▶ [WRITTEN EXERCISE] Convert every line of the records below into a JSON list of strings, one string per line, omitting any blank lines.

Pointing entries for named objects
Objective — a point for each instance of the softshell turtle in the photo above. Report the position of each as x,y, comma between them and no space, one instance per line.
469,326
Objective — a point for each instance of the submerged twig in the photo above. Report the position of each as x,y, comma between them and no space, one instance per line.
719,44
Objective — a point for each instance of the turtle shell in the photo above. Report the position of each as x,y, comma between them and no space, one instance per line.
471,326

▶ [ANSWER TO THIS PROBLEM]
[
  "Objective — a point for each instance of the softshell turtle in the photo above. Report the position of each as x,y, comma between them and no space, one instance per line.",
  "469,326",
  "Objective — a point for each instance of the submerged twig in the photo above. Report the position of each as x,y, comma between them and no space, one instance per line.",
  "719,44",
  "Objective — a point for each instance of the turtle shell in the photo above. Report the position of each as x,y, comma between them and no space, one instance per line.",
  "471,326"
]